Extract each line of the data and write it out again exactly.

Working data:
## begin

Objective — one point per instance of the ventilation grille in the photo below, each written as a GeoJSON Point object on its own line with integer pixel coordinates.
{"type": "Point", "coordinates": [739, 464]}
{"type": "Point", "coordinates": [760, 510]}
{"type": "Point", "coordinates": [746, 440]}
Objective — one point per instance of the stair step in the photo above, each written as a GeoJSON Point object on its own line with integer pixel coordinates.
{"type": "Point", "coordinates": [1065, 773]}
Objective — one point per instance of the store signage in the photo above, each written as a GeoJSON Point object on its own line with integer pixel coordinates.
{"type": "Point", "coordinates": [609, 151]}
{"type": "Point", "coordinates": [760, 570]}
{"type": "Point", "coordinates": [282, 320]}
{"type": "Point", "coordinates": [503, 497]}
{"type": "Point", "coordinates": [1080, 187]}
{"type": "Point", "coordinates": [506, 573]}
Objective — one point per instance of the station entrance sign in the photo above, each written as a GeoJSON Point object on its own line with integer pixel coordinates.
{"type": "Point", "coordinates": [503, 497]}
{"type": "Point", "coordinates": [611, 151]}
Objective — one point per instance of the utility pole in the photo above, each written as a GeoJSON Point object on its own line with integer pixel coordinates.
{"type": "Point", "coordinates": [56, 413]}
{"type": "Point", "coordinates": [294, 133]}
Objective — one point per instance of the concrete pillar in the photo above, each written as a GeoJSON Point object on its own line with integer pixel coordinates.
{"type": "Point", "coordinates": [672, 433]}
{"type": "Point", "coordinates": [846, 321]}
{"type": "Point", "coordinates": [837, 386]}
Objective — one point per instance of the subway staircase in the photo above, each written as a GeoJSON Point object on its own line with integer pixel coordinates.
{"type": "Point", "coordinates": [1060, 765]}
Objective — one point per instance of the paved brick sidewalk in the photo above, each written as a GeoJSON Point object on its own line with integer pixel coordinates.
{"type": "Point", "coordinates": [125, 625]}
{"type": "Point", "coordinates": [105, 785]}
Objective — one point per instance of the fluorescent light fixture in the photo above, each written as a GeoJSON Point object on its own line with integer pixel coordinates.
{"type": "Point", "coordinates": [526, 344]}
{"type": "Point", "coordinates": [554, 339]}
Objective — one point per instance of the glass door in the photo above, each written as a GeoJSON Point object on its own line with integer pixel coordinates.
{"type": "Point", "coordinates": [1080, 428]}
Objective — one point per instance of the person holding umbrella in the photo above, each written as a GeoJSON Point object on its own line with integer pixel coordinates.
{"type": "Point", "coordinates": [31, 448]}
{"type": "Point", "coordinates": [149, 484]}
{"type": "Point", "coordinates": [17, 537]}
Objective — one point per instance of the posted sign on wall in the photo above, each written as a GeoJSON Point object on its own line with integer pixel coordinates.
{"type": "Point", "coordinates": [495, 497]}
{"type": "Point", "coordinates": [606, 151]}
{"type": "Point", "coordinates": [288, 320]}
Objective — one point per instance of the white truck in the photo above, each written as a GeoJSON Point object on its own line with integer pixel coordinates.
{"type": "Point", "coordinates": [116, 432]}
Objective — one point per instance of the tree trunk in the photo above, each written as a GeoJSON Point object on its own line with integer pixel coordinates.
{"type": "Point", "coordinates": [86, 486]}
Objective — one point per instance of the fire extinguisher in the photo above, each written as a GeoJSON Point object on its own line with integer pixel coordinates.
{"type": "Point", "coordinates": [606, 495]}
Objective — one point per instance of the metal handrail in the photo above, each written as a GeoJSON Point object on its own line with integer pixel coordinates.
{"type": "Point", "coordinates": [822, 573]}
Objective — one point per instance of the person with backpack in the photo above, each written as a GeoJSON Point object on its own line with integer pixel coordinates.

## end

Solution to this task:
Objective — one point per instance of the ventilation grille in the photo below, each written as a GeoJSON Point object on its own line with integer pixel coordinates.
{"type": "Point", "coordinates": [739, 464]}
{"type": "Point", "coordinates": [760, 510]}
{"type": "Point", "coordinates": [746, 440]}
Objective — one point per instance of the stair step in the photo above, each written as a GeoJSON Point object on its own line with integer pixel coordinates.
{"type": "Point", "coordinates": [1065, 773]}
Objective — one point per instance of the store signage in the photo above, each written as a GeoJSON Point object on its own line with integer pixel coordinates.
{"type": "Point", "coordinates": [609, 151]}
{"type": "Point", "coordinates": [760, 570]}
{"type": "Point", "coordinates": [282, 320]}
{"type": "Point", "coordinates": [503, 497]}
{"type": "Point", "coordinates": [1080, 187]}
{"type": "Point", "coordinates": [506, 573]}
Objective — one point per instance of the station entrance sign in the photo above, each written as a GeoJSON Point object on its own line with integer pixel coordinates.
{"type": "Point", "coordinates": [503, 497]}
{"type": "Point", "coordinates": [611, 151]}
Objective — one point per instance of the utility pole in the photo above, each written as a GeoJSON Point object on its own line with integer pixel coordinates.
{"type": "Point", "coordinates": [56, 413]}
{"type": "Point", "coordinates": [294, 133]}
Objective — one point per instance of the concrete pillar in the photo above, each written as a GeoJSON Point object on its own line with integer pixel coordinates.
{"type": "Point", "coordinates": [672, 433]}
{"type": "Point", "coordinates": [846, 321]}
{"type": "Point", "coordinates": [837, 386]}
Objective — one point per instance of the subway staircase in the photo above, each written as a GeoJSON Point object on its own line with integer pixel coordinates.
{"type": "Point", "coordinates": [1060, 765]}
Objective — one point per instance of the paved brick sidewalk in the photo above, each written as a GeoJSON Point object on its own line with integer pixel coordinates.
{"type": "Point", "coordinates": [125, 625]}
{"type": "Point", "coordinates": [105, 785]}
Objective — one point per instance of the fluorescent light fixture in the photo above, each written as a GeoJSON Point object on its own line with integer pixel coordinates.
{"type": "Point", "coordinates": [526, 344]}
{"type": "Point", "coordinates": [554, 339]}
Objective — one point per instance of the glass door in the photo above, each written as a GeoJSON Point object on its own line with integer pixel coordinates.
{"type": "Point", "coordinates": [1080, 428]}
Objective — one point per instance of the person holding umbrella in the photo above, each written as a GeoJSON Point object on its own line with integer pixel coordinates.
{"type": "Point", "coordinates": [31, 448]}
{"type": "Point", "coordinates": [149, 484]}
{"type": "Point", "coordinates": [17, 537]}
Objective — one point per instance of the posted sign on wall in the photo above, each written as a GeoJSON Point object on its own line with integer pixel coordinates.
{"type": "Point", "coordinates": [495, 497]}
{"type": "Point", "coordinates": [606, 151]}
{"type": "Point", "coordinates": [288, 320]}
Objective — one point per instance of the white truck in the photo above, each written as a GeoJSON Point object on its own line with integer pixel coordinates.
{"type": "Point", "coordinates": [116, 432]}
Objective — one point per instance of the tree trunk in the photo above, each written as a GeoJSON Point object on its own line with integer pixel coordinates.
{"type": "Point", "coordinates": [86, 486]}
Objective — one point per instance of the fire extinguisher in the photo above, each written as a GeoJSON Point object on its own line with integer pixel coordinates.
{"type": "Point", "coordinates": [606, 495]}
Objective — one point per instance of the metal handrail in the photo above, each written as a GeoJSON Point object on its own line with integer pixel coordinates.
{"type": "Point", "coordinates": [822, 573]}
Objective — one point per instance of the person with backpack in the photo above, each written as a GeoJSON Point object on its own line with integer pixel coordinates.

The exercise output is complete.